What to produce
Copy out each of the entries below word for word, keeping every character unchanged.
..............................
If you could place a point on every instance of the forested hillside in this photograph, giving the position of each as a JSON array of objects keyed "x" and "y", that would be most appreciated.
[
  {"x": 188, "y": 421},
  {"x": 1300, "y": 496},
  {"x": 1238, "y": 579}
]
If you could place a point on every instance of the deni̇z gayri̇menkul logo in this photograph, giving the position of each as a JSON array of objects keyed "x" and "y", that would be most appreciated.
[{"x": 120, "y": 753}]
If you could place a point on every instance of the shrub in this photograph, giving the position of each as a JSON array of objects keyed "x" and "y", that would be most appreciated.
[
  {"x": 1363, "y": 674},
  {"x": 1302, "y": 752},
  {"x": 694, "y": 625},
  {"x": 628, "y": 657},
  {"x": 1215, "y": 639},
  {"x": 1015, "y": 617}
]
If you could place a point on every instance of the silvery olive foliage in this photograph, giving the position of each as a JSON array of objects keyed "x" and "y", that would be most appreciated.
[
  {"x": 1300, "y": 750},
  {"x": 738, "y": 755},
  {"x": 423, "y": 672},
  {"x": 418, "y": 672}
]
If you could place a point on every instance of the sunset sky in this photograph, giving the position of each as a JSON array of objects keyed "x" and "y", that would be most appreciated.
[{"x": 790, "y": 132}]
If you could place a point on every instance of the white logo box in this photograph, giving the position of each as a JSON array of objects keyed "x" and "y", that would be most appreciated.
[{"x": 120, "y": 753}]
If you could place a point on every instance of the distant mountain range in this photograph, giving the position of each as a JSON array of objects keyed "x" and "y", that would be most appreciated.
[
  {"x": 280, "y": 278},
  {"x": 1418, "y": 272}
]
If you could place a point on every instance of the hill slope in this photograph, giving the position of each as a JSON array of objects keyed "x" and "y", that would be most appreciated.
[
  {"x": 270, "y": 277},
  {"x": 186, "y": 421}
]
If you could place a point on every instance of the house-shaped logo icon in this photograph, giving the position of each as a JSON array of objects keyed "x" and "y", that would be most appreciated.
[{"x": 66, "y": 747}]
..............................
In response
If you could place a point on every instance of the forested hillside in this photograph, giving the position of each as a JSON array of objects keyed "x" and "y", that would be most appreciated.
[
  {"x": 188, "y": 421},
  {"x": 1300, "y": 496},
  {"x": 1238, "y": 579}
]
If you could place a point on every instance of the deni̇z gayri̇menkul logo in this photograph, giving the position of each as a JSON array of objects keyed "x" and "y", that would be most appreciated.
[{"x": 120, "y": 753}]
If you could place a point on every instance of the shrub in this photograph, giving the position of each as a JSON array of objects keyed "x" and "y", that would be most appreciated.
[
  {"x": 1363, "y": 674},
  {"x": 1302, "y": 752},
  {"x": 694, "y": 625},
  {"x": 628, "y": 657},
  {"x": 1215, "y": 639},
  {"x": 1015, "y": 617}
]
If you could place a point on every instance of the silvery olive foliage in this photograph, giving the position of each as a JSON array of objects keyed "x" and "y", that would be most appreciated.
[
  {"x": 1300, "y": 750},
  {"x": 738, "y": 755},
  {"x": 423, "y": 672},
  {"x": 418, "y": 672}
]
If you could place a point on every instance of the sunset sky in this photograph, giving the position of each as a JSON array of objects keyed "x" and "y", that would be most appreciated.
[{"x": 790, "y": 132}]
If you could place a point on every instance of the white logo box in this photograph, giving the position of each as a JSON array of objects keyed "x" and "y", that would be most appreciated.
[{"x": 120, "y": 753}]
If you could place a point on every instance of the distant mountain range in this photograph, giving the position of each as a JSON array of objects keyed "x" and "y", that would be most appreciated.
[
  {"x": 280, "y": 278},
  {"x": 1418, "y": 272}
]
If you could place a point on every instance of the hill slope in this photograph, giving the position of each as a JSON array of objects keyed "x" and "y", that would be most appreciated.
[
  {"x": 270, "y": 277},
  {"x": 186, "y": 421}
]
If you could place a point on every instance of the house-shaped logo icon in this photograph, giving the position of each as a JSON array of objects keyed "x" and "y", that would be most appreciated.
[{"x": 66, "y": 747}]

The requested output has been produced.